Supplied records
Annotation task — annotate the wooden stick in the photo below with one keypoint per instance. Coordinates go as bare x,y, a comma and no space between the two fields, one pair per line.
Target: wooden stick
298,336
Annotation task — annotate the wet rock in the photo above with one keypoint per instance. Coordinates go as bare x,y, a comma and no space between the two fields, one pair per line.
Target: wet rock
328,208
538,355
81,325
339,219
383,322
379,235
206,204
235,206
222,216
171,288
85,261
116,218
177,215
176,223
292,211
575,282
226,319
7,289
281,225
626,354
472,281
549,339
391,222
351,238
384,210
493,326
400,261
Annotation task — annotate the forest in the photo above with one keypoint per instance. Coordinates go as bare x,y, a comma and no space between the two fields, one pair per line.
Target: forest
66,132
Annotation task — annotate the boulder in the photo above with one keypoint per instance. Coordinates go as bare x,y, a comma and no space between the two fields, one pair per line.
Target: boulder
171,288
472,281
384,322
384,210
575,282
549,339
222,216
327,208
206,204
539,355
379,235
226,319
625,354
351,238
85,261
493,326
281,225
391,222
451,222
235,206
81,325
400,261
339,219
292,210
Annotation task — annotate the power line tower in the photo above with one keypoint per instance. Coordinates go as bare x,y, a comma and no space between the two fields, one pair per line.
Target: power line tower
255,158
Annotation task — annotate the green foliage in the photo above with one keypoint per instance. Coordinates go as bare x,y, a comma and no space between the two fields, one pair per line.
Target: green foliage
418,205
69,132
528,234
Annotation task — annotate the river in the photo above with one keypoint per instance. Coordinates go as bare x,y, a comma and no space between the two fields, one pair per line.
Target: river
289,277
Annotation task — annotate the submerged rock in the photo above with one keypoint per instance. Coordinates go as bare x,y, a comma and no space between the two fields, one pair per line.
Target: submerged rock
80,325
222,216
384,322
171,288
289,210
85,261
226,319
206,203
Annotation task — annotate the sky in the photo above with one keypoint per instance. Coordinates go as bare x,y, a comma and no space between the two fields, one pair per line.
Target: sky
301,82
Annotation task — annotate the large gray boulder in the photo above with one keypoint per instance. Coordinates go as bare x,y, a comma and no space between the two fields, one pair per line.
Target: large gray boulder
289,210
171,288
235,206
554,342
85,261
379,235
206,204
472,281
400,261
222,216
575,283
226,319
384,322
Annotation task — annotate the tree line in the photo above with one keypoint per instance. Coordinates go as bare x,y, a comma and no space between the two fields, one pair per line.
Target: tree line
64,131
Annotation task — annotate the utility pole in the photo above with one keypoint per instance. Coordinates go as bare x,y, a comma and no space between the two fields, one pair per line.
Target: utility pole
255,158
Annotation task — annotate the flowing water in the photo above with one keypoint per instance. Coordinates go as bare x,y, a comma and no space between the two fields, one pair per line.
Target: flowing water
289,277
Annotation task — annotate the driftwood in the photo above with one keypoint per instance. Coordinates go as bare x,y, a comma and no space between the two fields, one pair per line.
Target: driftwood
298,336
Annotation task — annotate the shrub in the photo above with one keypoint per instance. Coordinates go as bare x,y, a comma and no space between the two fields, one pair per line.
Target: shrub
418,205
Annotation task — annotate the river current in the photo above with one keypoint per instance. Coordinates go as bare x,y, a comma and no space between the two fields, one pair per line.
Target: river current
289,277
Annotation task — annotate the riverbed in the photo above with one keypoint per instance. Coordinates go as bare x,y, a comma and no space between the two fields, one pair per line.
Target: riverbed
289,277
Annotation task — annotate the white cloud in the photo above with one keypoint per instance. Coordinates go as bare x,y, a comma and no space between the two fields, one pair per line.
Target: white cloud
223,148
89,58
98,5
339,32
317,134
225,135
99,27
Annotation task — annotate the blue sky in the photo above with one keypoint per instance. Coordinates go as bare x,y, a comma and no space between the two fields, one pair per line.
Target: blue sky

Problem to work on
A faithful copy of all the material is the required answer.

Your solution
Annotation task — annotate the wooden stick in the photo below with one keypoint per instance. Coordinates go as bare x,y, a comma and no space between the two fields, one pair per line.
Target: wooden stick
298,336
Annotation task — annotate the wet rock in the photo above with one keypoint per instance. Coordinates go as bare x,y, a comma and no space between the two fields, one pair per line.
Target: wet rock
328,208
538,355
81,325
339,219
383,322
379,235
206,204
235,206
222,216
171,288
85,261
116,218
177,215
176,223
292,211
575,282
226,319
7,289
281,225
626,354
472,281
549,339
391,222
351,238
384,210
493,326
400,261
Annotation task — annotate the forest in the photo above with one keypoint per instance. Coordinates go as bare x,y, a comma and no space between the two fields, one pair per line.
Target: forest
66,132
Annotation task — annotate the boulder in the photo above with one keypoint per instance. Coordinates go as bare x,y, a comma and no space between the two fields, one pair per line.
Target: boulder
171,288
472,281
384,322
384,210
575,282
549,339
222,216
327,208
206,204
539,355
379,235
226,319
625,354
351,238
85,261
493,326
281,225
391,222
451,222
235,206
81,325
400,261
339,219
292,210
Annotation task — annotate the power line tower in the photo above with one keypoint per instance. Coordinates go as bare x,y, a comma and no space between the two fields, one pair per line.
Target: power line tower
255,158
Annotation task — annotate the green foliage in the photo above with one keypoint per instance. Coordinates go as bare x,y, a comma and no space between the two fields, one pair per line.
Target: green foliage
418,205
69,132
528,234
Annotation task — annotate the river in the photo above with one keypoint per instance. Coordinates go as bare x,y, a comma and no space between the two fields, one pair per line.
Target: river
289,277
Annotation task — annotate the submerged rock in the photo above with one keypoint per instance. Coordinates go as bare x,y, a comma and no space between the two fields, one pair per line.
Target: submerged rock
80,325
222,216
384,322
171,288
289,210
85,261
226,319
206,203
Annotation task — annotate the sky in the photo above with one keypoint per instance. Coordinates go as bare x,y, a comma and no space between the two fields, one pair per line.
Target: sky
301,82
Annotation task — annotate the large gray boulder in the photo above with one keypoint per instance. Coordinates go as bare x,y, a comma and no space between the two fields, one pair per line.
Target: large gray boulder
289,210
171,288
235,206
554,342
85,261
379,235
206,204
472,281
400,261
222,216
575,283
226,319
384,322
Annotation task — annotate the tree line in the photo above with one keypoint per instance. Coordinates go as bare x,y, a comma and no space between the two fields, one pair per line.
Target: tree line
64,131
Annotation task — annotate the utility pole in the photo above with one keypoint per instance. Coordinates go as bare x,y, a comma and no space between the two fields, one pair per line.
Target: utility pole
255,158
Annotation task — annotate the flowing water in the photo above with one keypoint per instance. Coordinates go as bare x,y, a comma and no space between the two fields, one pair per line.
Target: flowing water
289,277
Annotation task — annotate the driftwood in the photo above with one keypoint per instance. Coordinates go as bare x,y, a comma and no space between the two fields, one pair per line.
Target: driftwood
298,336
Annotation task — annotate the shrub in the photo above with one keypoint per instance. Coordinates go as bare x,y, a comma and no space between the two fields, one pair per line.
Target: shrub
418,205
Annotation task — annotate the river current in the photo above with one keypoint per instance. Coordinates go as bare x,y, a comma and no space between the two fields, one pair per line.
Target: river current
289,277
Annotation task — annotate the riverbed in the photo above with one keypoint per instance. Coordinates go as bare x,y, a comma and no space between the two fields, one pair per line.
Target: riverbed
289,277
Annotation task — annotate the white cloud in the photo above with one keypoint per instance. Coordinates go as bare x,y, a comma and no space between the two fields, one pair per line.
Target: white cloud
223,148
89,58
98,5
339,32
317,134
225,135
99,27
Annotation task — annotate the blue sky in the photo above with one keypoint per instance. Coordinates go as bare x,y, a comma and no space between the two fields, one pair per line.
Target: blue sky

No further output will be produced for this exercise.